— Work order —
Copy every line from the records below that holds the word "distant".

— Source data —
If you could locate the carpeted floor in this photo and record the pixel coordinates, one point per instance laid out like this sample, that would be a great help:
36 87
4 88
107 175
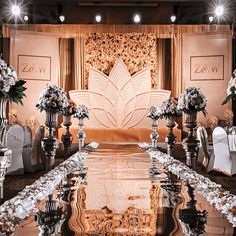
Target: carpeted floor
14 184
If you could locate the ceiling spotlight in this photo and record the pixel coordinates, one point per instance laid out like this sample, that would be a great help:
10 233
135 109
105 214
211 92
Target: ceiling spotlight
137 18
15 10
211 18
219 10
62 18
98 18
173 18
26 18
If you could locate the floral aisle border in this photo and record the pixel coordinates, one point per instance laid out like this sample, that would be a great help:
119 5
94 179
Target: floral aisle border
224 201
137 50
13 211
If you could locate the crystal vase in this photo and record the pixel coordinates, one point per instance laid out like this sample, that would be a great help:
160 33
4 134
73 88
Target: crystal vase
191 144
67 136
81 135
170 138
50 143
154 135
5 153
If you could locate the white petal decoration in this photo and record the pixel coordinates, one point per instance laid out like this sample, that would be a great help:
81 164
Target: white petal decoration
119 100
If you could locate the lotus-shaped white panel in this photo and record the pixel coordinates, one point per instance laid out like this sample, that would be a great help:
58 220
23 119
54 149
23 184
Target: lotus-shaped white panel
119 100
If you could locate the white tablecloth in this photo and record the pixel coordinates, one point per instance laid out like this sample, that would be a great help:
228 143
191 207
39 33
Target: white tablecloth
232 142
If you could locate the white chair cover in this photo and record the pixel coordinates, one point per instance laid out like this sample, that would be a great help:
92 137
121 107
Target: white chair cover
14 141
206 154
200 130
32 156
223 160
27 136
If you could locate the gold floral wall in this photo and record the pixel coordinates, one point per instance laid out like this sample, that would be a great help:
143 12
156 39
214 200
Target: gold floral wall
137 50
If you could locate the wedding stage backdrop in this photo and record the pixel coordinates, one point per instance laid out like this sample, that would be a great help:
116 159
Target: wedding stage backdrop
140 46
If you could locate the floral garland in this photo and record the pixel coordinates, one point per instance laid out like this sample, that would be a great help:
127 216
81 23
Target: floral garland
223 201
70 109
82 112
13 211
52 99
11 89
154 113
192 100
169 109
231 90
137 50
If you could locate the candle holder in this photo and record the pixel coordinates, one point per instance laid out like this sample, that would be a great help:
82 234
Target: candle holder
67 137
191 144
192 217
50 144
81 114
154 114
170 138
154 135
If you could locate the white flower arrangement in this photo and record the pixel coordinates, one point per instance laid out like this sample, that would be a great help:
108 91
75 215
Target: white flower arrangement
231 90
13 211
169 108
212 122
52 99
8 76
223 201
11 89
192 100
81 112
154 112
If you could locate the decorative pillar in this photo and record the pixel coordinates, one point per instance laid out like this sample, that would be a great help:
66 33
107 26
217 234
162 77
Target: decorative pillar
50 143
154 135
67 136
191 144
170 138
81 114
5 153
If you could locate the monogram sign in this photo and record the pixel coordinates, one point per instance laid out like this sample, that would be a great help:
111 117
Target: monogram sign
207 67
34 67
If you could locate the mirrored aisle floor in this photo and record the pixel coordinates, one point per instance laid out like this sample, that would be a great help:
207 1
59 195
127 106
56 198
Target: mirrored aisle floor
119 190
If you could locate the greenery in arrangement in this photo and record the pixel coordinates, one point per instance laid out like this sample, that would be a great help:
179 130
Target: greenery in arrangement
154 113
231 90
169 109
82 112
52 99
192 100
70 109
11 89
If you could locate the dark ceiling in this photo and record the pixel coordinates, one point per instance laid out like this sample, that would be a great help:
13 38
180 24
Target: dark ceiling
121 12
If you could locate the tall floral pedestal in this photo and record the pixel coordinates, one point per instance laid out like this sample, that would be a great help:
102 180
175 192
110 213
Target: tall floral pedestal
81 134
191 144
67 136
154 135
5 153
170 138
50 144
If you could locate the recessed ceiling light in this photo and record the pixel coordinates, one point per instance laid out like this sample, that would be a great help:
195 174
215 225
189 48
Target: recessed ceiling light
211 18
137 18
62 18
98 18
26 18
15 10
219 10
173 18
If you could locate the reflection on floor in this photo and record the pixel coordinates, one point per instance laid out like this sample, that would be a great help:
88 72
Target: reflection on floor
118 190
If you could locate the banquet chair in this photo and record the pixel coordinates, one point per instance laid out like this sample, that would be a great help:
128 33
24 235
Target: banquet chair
14 141
223 161
206 153
33 154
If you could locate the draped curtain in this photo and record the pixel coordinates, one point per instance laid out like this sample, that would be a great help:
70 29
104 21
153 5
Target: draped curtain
73 40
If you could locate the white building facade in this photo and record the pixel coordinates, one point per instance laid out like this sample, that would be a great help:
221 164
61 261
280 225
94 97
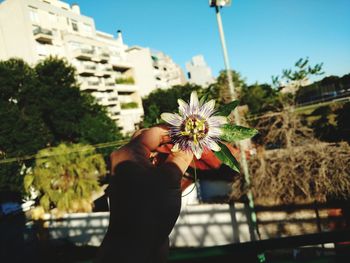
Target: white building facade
35 29
198 72
154 69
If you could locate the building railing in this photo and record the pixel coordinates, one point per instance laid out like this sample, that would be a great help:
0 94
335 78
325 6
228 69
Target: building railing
40 30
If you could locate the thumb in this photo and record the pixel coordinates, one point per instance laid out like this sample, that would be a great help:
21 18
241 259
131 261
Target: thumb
182 159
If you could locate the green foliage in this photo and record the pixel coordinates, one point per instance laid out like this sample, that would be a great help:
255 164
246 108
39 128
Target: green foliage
226 109
160 101
301 72
65 177
220 89
125 80
260 98
42 106
234 133
129 105
226 157
320 90
343 124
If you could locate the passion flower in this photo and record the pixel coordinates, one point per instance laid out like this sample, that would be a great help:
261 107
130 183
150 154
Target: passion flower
195 128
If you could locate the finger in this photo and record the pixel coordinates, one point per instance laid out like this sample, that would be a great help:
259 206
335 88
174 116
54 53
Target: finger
181 159
140 147
152 138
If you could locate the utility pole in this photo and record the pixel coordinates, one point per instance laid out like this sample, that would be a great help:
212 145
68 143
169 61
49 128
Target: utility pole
242 146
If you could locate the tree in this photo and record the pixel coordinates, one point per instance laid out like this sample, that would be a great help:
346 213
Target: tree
65 177
43 106
292 79
160 101
260 98
221 88
343 125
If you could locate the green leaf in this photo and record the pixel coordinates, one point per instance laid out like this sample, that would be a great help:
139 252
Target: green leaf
234 133
226 157
226 109
204 98
28 180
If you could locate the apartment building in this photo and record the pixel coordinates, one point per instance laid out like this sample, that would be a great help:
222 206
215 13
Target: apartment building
198 72
35 29
154 69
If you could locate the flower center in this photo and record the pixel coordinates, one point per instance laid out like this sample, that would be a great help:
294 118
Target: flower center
194 128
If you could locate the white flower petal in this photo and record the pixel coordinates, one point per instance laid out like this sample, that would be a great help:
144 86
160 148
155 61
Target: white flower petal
175 148
213 145
214 132
183 107
194 103
197 151
207 109
171 118
217 121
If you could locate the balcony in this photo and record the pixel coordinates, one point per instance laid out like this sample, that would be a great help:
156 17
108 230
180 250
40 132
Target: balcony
84 53
43 35
104 56
126 88
91 86
104 72
86 69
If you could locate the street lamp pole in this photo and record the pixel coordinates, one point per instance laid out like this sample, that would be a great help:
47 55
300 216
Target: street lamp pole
218 4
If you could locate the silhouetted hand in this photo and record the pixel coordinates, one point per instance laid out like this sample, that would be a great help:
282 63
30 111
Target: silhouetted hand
145 200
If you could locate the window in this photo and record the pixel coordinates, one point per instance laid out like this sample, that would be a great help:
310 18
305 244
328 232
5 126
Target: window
52 17
87 29
33 13
75 25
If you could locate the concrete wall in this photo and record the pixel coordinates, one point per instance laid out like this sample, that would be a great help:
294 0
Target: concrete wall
199 225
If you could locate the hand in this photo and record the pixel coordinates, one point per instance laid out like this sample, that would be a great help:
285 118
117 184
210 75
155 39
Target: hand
145 199
143 143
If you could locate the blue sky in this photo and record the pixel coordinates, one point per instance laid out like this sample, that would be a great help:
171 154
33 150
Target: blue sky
263 36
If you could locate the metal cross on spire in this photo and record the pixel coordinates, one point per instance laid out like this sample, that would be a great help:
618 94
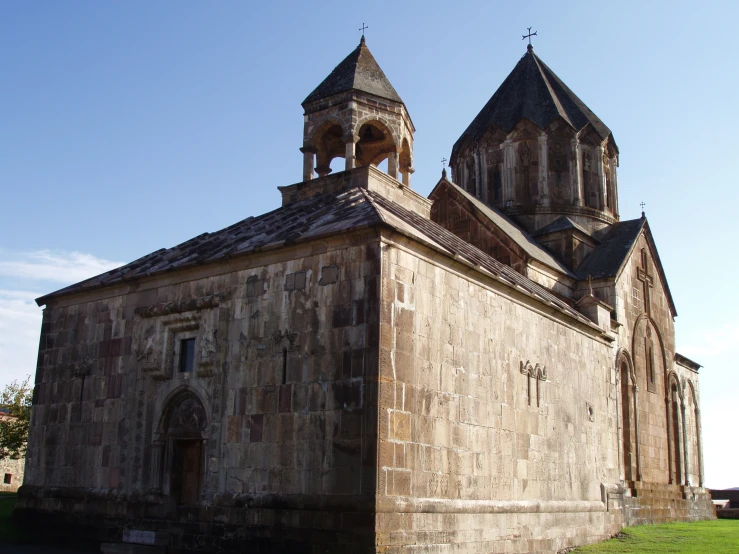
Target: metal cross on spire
524 37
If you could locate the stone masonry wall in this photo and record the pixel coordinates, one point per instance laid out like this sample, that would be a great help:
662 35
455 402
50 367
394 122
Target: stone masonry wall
653 424
471 457
286 357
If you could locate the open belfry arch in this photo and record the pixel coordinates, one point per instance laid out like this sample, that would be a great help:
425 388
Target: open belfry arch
356 114
364 369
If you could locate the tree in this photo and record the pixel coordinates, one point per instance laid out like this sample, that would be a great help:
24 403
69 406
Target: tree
15 416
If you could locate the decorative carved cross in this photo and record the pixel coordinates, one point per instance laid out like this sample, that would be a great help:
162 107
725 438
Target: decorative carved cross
642 273
524 37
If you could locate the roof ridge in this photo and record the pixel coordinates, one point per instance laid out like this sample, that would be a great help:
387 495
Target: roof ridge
562 112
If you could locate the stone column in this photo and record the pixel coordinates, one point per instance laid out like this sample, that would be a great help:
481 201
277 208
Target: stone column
405 172
685 445
478 178
509 163
349 154
543 170
308 155
392 165
670 432
614 187
157 455
636 432
698 443
601 178
576 174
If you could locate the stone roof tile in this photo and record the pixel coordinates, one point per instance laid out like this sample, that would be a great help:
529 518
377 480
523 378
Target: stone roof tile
532 91
358 71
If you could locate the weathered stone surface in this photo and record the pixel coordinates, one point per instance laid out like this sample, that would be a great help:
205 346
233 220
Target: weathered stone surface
360 371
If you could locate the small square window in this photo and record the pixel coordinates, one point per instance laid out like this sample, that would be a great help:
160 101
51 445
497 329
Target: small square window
187 355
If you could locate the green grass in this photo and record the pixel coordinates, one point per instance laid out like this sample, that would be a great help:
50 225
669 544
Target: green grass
713 537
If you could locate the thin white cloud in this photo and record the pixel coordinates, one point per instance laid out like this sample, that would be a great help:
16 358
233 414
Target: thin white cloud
60 267
20 326
20 317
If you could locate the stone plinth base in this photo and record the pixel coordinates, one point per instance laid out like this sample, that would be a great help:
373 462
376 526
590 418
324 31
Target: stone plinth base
126 548
654 503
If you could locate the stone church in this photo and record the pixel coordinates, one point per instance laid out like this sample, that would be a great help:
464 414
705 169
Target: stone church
364 370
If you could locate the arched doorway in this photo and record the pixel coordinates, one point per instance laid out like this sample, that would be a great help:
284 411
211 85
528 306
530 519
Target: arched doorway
181 437
676 468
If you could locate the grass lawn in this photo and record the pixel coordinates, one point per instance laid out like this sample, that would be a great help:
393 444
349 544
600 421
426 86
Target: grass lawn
713 537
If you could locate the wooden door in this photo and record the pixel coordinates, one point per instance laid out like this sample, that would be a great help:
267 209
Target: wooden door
186 462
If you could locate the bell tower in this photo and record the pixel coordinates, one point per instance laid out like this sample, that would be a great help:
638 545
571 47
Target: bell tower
356 114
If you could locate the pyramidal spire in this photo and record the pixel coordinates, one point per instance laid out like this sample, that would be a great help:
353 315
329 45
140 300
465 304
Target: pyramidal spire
358 71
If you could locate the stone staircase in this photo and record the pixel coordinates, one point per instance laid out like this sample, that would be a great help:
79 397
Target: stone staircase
651 503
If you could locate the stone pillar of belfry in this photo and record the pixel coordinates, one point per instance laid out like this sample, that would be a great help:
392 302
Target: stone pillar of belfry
601 178
308 156
157 455
509 162
323 170
392 165
349 149
543 170
636 432
406 172
576 174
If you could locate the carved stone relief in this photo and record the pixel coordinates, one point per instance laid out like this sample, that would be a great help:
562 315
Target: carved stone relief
536 373
161 327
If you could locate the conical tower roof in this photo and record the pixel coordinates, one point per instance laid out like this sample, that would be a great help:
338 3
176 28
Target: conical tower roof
532 91
358 71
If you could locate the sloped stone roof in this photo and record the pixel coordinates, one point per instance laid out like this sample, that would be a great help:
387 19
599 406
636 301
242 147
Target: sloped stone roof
532 91
608 258
358 71
319 216
532 248
617 242
560 224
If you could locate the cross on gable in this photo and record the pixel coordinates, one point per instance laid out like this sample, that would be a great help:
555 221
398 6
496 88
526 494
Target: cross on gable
642 273
524 37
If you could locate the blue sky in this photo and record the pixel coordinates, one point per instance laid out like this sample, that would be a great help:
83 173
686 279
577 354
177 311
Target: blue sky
130 126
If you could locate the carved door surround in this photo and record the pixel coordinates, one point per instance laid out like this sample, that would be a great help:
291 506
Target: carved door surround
629 420
177 459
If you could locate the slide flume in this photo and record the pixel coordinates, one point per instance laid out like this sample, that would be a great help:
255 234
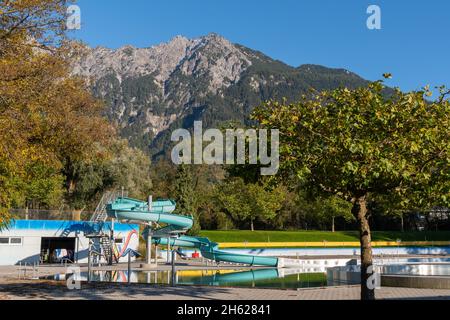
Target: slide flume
160 212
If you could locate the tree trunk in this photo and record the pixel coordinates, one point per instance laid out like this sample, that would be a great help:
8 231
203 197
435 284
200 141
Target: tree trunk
76 215
360 212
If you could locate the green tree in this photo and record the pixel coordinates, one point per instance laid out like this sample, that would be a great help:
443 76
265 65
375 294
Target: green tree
361 143
249 202
185 185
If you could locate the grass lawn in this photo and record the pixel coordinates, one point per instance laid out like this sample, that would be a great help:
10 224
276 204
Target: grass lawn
319 236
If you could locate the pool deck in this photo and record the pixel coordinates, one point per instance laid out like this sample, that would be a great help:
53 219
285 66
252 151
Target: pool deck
13 287
51 290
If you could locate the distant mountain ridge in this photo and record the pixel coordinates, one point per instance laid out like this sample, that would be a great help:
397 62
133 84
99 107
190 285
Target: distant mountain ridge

— Response area —
If you could locate the distant mountain ridge in this photo and record the pixel coordinates, one point per instance laid out like this sample, that would be a great help:
Target: distant mountain ridge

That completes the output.